* [The request]: Update the entries below by changing every "in this shot" to "in this image" and leaving everything else unchanged. Omit the pictures from your answer.

* [Position identification entries]:
—————

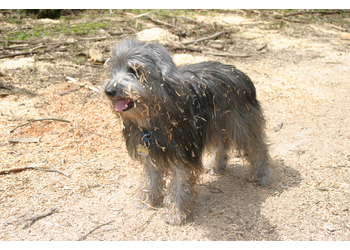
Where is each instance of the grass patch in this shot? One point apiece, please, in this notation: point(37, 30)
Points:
point(40, 31)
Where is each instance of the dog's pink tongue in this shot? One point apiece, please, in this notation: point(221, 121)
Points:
point(121, 104)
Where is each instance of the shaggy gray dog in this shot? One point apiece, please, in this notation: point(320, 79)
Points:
point(171, 114)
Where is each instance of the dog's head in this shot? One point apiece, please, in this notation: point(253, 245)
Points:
point(141, 76)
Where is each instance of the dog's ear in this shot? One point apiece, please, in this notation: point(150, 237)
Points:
point(165, 63)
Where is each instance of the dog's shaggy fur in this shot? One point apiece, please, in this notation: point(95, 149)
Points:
point(171, 114)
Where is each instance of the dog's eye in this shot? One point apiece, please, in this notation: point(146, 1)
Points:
point(131, 70)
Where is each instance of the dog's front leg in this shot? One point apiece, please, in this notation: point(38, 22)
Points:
point(150, 192)
point(180, 196)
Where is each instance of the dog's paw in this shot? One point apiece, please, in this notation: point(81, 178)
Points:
point(177, 217)
point(264, 178)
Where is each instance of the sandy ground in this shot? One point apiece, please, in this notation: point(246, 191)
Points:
point(302, 79)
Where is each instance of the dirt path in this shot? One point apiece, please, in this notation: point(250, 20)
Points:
point(302, 78)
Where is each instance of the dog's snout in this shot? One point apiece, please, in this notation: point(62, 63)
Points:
point(110, 92)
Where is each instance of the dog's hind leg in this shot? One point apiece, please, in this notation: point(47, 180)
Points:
point(250, 139)
point(151, 190)
point(218, 164)
point(180, 195)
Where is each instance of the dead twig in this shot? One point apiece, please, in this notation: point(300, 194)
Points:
point(224, 54)
point(171, 47)
point(58, 171)
point(13, 170)
point(39, 216)
point(93, 38)
point(35, 120)
point(205, 38)
point(186, 18)
point(148, 221)
point(68, 91)
point(165, 24)
point(19, 54)
point(13, 140)
point(324, 12)
point(94, 229)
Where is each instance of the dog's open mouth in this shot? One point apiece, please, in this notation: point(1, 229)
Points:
point(124, 105)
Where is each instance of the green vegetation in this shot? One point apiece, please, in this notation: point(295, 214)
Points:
point(90, 28)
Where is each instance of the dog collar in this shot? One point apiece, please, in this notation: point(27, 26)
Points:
point(145, 148)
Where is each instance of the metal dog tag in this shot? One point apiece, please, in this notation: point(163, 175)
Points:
point(143, 150)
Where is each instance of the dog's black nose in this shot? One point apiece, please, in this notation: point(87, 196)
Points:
point(110, 92)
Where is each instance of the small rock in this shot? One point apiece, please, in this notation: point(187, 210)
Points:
point(329, 227)
point(278, 126)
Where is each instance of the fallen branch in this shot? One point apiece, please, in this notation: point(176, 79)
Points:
point(20, 169)
point(165, 24)
point(39, 216)
point(315, 12)
point(148, 221)
point(224, 54)
point(23, 140)
point(205, 38)
point(35, 120)
point(184, 48)
point(19, 54)
point(93, 38)
point(68, 91)
point(186, 18)
point(94, 229)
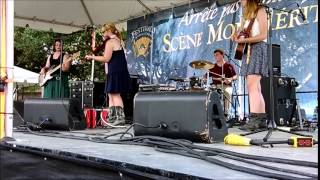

—————

* [Expected output]:
Where is each instance of the grass patch in this image? One point apiece, please, in this notation: point(37, 30)
Points:
point(40, 31)
Where is each instance of the dog's pink tongue in this image? One point apiece, please, in this notation: point(221, 121)
Points:
point(121, 104)
Where is each instance of the shaggy gray dog in this image? One point apiece, please, in this notation: point(320, 79)
Points:
point(171, 114)
Where is each instance of the dog's head in this image? One point apiece, please, in this notation: point(253, 245)
Points:
point(141, 76)
Where is each instance of the dog's ear in this image? One point apiece, please, in this notation: point(150, 237)
Points:
point(165, 63)
Where is each instance of the dog's shaggy fur in this image? One point apiece, please, in this notation: point(95, 149)
Points:
point(171, 114)
Where is each instance of the dog's eye in this image? One point apiece, please, in this notation: point(146, 1)
Points:
point(131, 70)
Where is each instance of the dog's front leg in this image? One point apiece, please, in this notation: point(38, 22)
Points:
point(150, 192)
point(180, 196)
Where is each instance of the dog's paw in this image? One point apiece, please, in this notation: point(81, 178)
Points:
point(177, 217)
point(264, 178)
Where is each instance of the sandy ground in this image? One point apiece, please, in this notation: point(246, 191)
Points:
point(302, 79)
Where is each instance of the dirt path in this image? One point apiece, please, in this notation: point(250, 20)
Points:
point(302, 78)
Where is each instance of the dog's snout in this image? One point apiece, please, in this notation: point(62, 63)
Points:
point(110, 92)
Where is each instance of the dog's hind leg in this image? One point apiece, please, in this notation: point(47, 180)
Points:
point(250, 139)
point(151, 190)
point(218, 164)
point(180, 195)
Where is each instance of the dead twig in this image? One point apiece, please, in this notation: point(300, 194)
Points:
point(224, 54)
point(171, 47)
point(58, 171)
point(13, 170)
point(39, 216)
point(93, 38)
point(35, 120)
point(205, 38)
point(186, 18)
point(148, 221)
point(68, 91)
point(165, 24)
point(19, 54)
point(13, 140)
point(324, 12)
point(94, 229)
Where is each instance of the dog's open mouth in this image? One point apiece, please, in this notation: point(1, 229)
Points:
point(124, 105)
Where is each instance of the green vegetation in this image? One point apiece, please, in this notation: point(295, 214)
Points:
point(90, 28)
Where is each instance of the dog collar in this image? One point apiece, please, in this notation: point(27, 26)
Points:
point(145, 148)
Where is each instance of the metal dog tag in this image? One point apiece, please, in this notation: point(163, 175)
Points:
point(143, 150)
Where is each instance of the dog's black nose in this image? One point apiece, please, in this notation: point(87, 196)
Points:
point(110, 92)
Where is each instance of the small rock in this image? One point apiece, please, in this notation: point(187, 210)
Points:
point(329, 227)
point(278, 126)
Where is each instance of the fallen branch in this image? One point apiece, please, in this notation: point(176, 79)
Points:
point(20, 169)
point(165, 24)
point(39, 216)
point(315, 12)
point(148, 221)
point(224, 54)
point(23, 140)
point(205, 38)
point(35, 120)
point(184, 48)
point(19, 54)
point(93, 38)
point(68, 91)
point(186, 18)
point(94, 229)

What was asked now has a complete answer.